**INSTRUCTIONS TO FOLLOW**: Which lines of the records below contain the word "frame"? Pull out each of those lines and copy it.

**RECORDS PROVIDED**:
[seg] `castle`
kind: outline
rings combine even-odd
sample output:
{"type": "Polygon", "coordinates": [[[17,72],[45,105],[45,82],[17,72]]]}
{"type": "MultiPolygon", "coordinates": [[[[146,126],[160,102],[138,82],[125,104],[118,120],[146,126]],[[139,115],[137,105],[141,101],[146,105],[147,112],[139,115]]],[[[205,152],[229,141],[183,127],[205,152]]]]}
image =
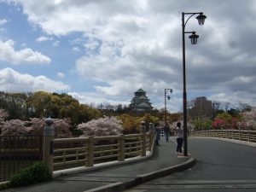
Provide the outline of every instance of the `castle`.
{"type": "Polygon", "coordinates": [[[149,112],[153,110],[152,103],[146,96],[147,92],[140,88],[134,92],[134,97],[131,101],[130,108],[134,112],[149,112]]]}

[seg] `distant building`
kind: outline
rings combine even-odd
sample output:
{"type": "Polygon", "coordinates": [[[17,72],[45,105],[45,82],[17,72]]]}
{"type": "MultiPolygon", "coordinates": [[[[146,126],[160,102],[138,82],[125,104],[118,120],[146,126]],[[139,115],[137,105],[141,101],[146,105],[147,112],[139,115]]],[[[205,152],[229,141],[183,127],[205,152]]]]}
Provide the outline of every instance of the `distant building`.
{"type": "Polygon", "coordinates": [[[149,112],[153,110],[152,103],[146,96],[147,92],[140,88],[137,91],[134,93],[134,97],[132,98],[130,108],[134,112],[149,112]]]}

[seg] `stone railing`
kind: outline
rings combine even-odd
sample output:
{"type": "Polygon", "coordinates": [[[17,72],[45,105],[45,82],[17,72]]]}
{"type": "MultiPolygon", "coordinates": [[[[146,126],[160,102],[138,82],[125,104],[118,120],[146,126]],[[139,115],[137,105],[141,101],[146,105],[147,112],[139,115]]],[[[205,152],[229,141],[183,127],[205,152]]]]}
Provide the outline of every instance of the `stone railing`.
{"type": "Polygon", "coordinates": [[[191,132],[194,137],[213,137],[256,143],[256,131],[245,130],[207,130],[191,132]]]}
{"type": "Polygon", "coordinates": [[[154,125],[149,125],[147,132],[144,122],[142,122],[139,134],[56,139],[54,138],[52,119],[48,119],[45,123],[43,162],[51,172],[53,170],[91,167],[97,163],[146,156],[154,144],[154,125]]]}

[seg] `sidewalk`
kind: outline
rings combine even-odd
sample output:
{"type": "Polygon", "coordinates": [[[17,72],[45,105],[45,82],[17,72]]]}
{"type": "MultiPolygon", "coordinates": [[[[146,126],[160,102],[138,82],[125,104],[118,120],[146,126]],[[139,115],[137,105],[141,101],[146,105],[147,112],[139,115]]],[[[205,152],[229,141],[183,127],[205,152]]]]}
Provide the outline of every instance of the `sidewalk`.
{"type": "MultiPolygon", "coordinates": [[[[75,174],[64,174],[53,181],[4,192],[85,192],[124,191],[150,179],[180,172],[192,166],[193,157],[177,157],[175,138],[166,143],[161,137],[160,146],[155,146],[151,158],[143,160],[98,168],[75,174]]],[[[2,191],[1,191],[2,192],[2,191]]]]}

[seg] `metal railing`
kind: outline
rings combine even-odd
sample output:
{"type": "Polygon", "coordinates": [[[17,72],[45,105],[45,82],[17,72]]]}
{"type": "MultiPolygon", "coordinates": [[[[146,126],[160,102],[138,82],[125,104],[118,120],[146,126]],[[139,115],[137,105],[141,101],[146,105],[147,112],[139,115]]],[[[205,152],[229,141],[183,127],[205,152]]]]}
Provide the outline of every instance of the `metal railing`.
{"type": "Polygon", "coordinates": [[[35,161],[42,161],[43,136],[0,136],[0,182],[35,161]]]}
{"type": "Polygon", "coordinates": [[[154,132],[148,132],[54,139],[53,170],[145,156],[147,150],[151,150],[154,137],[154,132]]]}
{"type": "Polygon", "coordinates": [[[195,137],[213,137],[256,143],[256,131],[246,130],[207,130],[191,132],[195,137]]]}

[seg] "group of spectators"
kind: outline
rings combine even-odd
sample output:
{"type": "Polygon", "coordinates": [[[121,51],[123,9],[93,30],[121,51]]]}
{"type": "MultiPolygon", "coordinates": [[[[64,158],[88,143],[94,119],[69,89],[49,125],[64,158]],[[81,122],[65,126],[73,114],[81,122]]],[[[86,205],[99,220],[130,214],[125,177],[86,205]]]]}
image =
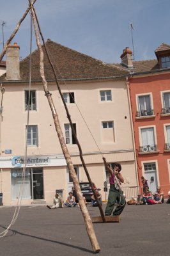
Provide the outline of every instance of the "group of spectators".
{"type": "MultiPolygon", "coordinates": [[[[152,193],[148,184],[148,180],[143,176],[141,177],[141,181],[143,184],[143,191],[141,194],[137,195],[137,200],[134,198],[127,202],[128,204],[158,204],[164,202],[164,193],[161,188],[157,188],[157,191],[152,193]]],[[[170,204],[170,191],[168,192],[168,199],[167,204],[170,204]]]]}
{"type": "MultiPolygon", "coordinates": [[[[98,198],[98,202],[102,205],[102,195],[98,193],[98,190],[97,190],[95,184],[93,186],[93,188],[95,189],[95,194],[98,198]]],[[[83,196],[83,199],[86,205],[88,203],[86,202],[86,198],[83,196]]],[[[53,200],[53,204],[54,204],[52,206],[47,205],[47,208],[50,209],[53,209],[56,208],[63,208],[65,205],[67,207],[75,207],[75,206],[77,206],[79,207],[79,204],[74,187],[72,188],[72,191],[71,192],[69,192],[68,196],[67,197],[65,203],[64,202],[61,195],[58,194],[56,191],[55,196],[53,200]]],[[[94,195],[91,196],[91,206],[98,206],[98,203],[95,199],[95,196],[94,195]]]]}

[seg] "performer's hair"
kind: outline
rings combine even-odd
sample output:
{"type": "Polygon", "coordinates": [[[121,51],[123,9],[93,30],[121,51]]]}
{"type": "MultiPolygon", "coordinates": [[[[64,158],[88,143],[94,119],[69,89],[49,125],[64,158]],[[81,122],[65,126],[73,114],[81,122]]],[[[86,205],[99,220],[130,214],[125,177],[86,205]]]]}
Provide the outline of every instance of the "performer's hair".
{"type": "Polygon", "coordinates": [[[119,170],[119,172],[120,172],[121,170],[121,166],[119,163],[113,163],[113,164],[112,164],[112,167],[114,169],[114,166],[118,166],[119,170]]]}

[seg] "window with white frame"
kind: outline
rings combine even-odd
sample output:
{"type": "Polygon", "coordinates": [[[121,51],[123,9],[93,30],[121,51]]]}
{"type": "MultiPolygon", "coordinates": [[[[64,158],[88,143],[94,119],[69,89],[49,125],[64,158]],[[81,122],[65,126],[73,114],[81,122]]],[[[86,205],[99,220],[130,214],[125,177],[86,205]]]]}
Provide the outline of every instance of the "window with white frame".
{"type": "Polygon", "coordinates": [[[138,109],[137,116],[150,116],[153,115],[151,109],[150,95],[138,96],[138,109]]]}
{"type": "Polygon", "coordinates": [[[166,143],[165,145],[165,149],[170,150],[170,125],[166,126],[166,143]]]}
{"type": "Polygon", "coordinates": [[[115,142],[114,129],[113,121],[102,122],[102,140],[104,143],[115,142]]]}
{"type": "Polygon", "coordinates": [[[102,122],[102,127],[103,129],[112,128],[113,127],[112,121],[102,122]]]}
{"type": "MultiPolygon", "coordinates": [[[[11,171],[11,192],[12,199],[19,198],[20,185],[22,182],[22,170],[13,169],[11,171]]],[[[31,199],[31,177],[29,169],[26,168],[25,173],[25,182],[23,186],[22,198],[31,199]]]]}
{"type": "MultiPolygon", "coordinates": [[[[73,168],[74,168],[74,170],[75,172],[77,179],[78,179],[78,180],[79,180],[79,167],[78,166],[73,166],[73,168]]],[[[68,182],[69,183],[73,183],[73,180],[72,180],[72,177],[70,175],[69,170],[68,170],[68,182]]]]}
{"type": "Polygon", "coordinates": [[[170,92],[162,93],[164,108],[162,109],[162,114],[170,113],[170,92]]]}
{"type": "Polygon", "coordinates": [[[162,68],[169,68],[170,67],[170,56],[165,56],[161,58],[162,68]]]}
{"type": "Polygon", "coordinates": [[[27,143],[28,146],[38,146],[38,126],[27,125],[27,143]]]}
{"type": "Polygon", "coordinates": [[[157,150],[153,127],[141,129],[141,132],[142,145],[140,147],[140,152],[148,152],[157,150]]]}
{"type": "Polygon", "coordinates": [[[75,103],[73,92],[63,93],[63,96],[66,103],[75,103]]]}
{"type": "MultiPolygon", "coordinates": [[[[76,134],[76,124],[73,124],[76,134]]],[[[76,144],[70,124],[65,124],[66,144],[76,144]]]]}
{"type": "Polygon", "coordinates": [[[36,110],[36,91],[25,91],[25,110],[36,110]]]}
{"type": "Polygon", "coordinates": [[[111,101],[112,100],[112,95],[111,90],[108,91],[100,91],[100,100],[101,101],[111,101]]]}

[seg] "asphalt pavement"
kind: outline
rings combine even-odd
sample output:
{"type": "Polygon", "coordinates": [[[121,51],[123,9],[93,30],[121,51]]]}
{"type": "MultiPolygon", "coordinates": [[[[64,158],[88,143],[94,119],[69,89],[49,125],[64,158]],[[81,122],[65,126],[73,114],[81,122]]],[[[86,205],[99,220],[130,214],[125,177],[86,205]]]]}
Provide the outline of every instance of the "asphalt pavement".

**TASK RESULT**:
[seg] "window with white frame"
Provide the outline of every instance of the "window with white frame".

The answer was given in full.